Goal of the exercise: Output the line that contains "Please identify the brass" and every line after it to the end of the entries, with nothing added or left out.

╭─ Exercise data

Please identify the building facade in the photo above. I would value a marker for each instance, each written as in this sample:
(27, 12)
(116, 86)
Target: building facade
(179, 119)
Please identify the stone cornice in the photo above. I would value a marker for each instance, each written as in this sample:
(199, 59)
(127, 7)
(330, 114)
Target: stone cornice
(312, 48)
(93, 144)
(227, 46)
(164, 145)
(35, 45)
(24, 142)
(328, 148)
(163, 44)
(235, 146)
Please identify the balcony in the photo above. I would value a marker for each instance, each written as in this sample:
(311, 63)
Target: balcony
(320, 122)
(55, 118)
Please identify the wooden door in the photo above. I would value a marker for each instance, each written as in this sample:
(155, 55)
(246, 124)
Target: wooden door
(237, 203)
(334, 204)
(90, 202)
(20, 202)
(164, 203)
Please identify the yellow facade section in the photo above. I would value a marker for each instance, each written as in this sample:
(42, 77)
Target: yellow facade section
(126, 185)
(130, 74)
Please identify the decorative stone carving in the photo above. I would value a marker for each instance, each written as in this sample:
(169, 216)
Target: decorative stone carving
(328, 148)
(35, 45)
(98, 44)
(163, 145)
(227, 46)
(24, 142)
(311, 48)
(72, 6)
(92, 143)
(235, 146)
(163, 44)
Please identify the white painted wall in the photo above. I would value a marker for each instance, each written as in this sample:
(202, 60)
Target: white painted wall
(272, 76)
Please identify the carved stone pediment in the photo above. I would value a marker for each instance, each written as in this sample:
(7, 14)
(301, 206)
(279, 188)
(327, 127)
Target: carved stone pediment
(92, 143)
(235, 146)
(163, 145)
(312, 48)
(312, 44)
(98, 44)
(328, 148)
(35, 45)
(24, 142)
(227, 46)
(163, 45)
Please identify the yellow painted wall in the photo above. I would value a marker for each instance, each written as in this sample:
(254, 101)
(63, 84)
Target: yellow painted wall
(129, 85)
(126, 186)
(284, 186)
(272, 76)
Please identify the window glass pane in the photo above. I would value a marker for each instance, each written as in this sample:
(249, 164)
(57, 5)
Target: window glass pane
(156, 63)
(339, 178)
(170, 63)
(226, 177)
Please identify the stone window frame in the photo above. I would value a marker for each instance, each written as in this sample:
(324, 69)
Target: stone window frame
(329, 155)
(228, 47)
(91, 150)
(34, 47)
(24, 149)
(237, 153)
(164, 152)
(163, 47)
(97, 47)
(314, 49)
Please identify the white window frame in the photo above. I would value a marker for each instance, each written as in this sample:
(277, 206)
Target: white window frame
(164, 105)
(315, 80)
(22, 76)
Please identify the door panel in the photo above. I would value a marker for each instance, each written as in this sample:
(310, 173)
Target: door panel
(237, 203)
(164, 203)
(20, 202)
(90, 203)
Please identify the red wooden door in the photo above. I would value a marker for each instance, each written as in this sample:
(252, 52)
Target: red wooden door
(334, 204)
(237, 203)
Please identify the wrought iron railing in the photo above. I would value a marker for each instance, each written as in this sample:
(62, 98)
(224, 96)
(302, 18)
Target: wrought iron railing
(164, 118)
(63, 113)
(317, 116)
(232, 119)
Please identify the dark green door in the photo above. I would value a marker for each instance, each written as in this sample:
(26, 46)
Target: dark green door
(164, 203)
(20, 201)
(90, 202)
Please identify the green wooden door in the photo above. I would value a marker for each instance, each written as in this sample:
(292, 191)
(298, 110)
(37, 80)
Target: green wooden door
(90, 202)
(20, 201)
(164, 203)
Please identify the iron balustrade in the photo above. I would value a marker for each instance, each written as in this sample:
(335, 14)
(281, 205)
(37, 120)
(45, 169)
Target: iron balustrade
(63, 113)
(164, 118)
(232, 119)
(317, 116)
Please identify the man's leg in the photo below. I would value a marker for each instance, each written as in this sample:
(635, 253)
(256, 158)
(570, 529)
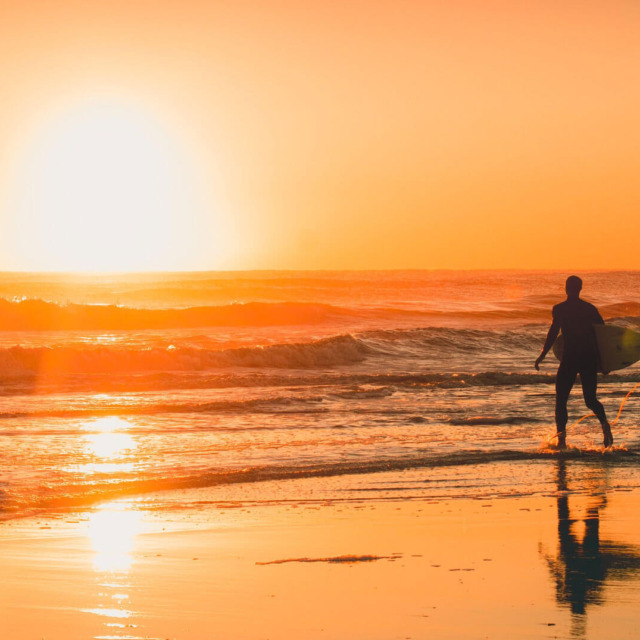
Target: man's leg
(564, 382)
(589, 380)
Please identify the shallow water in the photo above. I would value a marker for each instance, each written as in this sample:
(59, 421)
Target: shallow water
(126, 385)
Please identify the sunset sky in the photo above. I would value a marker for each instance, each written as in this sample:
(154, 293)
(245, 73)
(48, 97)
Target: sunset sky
(179, 134)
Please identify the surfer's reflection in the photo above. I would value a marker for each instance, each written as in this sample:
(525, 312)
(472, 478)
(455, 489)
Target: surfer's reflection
(583, 565)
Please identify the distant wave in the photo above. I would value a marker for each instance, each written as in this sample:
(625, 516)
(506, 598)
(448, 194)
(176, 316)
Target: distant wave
(73, 495)
(46, 361)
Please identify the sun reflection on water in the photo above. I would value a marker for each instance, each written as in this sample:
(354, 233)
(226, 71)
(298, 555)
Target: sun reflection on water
(112, 532)
(109, 438)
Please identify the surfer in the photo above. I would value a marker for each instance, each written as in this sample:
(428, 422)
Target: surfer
(575, 318)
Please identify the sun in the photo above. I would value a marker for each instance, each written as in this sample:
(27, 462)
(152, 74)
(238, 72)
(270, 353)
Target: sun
(105, 188)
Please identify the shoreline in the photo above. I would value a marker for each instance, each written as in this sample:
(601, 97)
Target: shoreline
(564, 565)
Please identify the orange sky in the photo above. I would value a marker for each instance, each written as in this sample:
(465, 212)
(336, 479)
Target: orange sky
(353, 134)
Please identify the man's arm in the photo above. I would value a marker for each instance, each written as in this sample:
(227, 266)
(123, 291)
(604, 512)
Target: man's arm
(554, 330)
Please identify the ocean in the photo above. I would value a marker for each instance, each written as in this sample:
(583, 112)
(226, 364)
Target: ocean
(387, 385)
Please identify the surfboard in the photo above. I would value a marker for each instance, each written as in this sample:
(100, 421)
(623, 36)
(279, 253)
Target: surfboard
(619, 347)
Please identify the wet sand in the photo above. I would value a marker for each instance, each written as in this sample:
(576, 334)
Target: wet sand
(555, 566)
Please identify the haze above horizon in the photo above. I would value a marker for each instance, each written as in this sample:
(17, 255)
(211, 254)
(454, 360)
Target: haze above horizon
(190, 136)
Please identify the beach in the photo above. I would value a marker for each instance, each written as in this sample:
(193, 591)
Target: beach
(487, 568)
(319, 455)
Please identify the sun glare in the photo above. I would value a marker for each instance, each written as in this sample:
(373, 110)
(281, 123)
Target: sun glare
(112, 531)
(104, 190)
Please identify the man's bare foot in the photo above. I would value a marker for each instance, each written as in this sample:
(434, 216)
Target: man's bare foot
(560, 440)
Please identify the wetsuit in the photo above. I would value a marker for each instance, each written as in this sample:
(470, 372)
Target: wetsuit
(575, 318)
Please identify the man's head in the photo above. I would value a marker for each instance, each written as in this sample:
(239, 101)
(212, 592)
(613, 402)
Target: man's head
(573, 286)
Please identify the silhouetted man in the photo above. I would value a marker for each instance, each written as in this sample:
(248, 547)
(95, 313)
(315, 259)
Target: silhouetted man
(575, 318)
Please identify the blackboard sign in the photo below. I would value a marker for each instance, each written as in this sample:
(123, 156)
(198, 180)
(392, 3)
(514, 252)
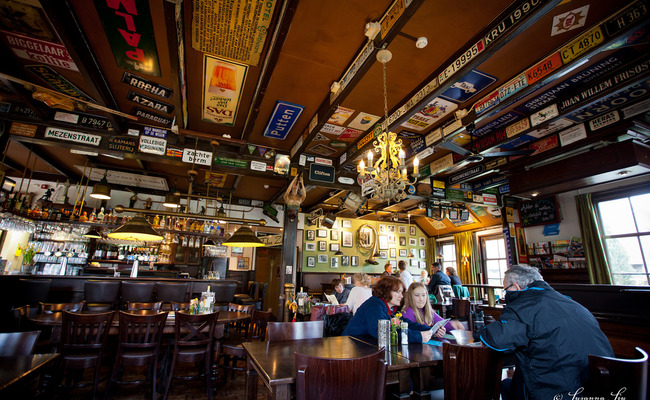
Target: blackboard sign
(542, 211)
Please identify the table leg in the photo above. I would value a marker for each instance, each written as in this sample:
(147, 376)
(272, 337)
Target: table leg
(252, 380)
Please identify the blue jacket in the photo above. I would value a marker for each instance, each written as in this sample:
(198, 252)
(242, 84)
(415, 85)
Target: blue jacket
(366, 318)
(551, 336)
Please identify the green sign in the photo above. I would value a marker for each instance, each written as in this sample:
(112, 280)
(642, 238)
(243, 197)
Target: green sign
(129, 30)
(231, 162)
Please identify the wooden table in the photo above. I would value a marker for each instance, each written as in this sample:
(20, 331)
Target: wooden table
(427, 375)
(274, 363)
(15, 371)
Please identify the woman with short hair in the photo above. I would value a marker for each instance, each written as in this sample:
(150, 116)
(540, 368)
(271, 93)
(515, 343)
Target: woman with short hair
(386, 299)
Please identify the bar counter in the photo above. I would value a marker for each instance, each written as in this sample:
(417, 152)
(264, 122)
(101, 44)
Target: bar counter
(68, 289)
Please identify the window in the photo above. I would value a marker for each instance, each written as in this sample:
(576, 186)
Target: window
(496, 259)
(625, 226)
(448, 255)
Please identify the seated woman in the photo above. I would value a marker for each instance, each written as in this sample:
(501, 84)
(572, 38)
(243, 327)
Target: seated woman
(360, 292)
(418, 309)
(386, 298)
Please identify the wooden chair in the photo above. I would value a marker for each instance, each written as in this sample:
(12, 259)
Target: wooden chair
(609, 375)
(138, 345)
(295, 330)
(50, 308)
(340, 378)
(155, 306)
(471, 372)
(18, 343)
(232, 349)
(239, 328)
(193, 341)
(83, 344)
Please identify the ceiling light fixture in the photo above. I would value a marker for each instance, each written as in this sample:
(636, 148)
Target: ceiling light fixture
(101, 190)
(387, 178)
(137, 228)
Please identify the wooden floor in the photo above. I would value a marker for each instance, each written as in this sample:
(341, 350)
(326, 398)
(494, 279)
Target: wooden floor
(180, 390)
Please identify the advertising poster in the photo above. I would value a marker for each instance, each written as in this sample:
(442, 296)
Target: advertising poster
(222, 85)
(129, 30)
(232, 29)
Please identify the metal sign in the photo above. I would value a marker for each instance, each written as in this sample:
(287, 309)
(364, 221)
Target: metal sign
(282, 119)
(146, 85)
(321, 173)
(72, 136)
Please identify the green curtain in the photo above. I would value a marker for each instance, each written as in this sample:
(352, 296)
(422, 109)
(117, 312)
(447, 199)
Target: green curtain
(592, 241)
(467, 246)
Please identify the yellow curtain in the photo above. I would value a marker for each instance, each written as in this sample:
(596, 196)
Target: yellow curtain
(467, 249)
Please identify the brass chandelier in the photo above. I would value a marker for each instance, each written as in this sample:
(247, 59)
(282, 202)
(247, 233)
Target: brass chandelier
(387, 178)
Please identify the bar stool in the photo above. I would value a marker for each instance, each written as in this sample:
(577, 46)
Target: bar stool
(193, 338)
(140, 292)
(101, 295)
(138, 345)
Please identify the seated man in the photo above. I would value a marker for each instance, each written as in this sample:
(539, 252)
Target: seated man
(438, 278)
(550, 334)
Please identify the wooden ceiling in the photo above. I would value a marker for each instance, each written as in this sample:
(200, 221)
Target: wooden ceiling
(305, 47)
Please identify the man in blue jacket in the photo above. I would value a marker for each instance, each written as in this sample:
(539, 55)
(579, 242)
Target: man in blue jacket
(550, 334)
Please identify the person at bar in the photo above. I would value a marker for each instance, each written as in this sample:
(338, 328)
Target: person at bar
(437, 278)
(404, 274)
(387, 295)
(360, 292)
(550, 335)
(340, 292)
(417, 308)
(453, 276)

╰─

Expected output:
Please identify the brass chandelier in the photo above. I would value a marker for each instance, each written as in this sample:
(247, 59)
(282, 202)
(247, 233)
Target: brass chandelier
(387, 178)
Please identify the bar stool in the photo above. I would value a marker for each instance, each written as in this sample:
(577, 46)
Target: bar stool
(193, 338)
(140, 292)
(101, 295)
(138, 345)
Please identify the seated man in the photo above. I would value a marker for each instance, each written as in this sample:
(539, 252)
Target: seated man
(438, 278)
(550, 334)
Please identify the wooden ceiling in the photo above. I would value a marker for each instance, each written as in this sample:
(200, 221)
Target: wooden ceiling
(305, 47)
Please identify the man in blue jacket in the photo above. I would value a marker for each instance, each written as in this sample:
(539, 55)
(579, 242)
Target: man in blue jacket
(550, 334)
Please identify the person at bar in the photo above. I would value a marker for each instance, each written as in this sample:
(338, 328)
Target: person at bar
(437, 278)
(404, 274)
(387, 295)
(360, 292)
(550, 335)
(340, 292)
(417, 308)
(453, 276)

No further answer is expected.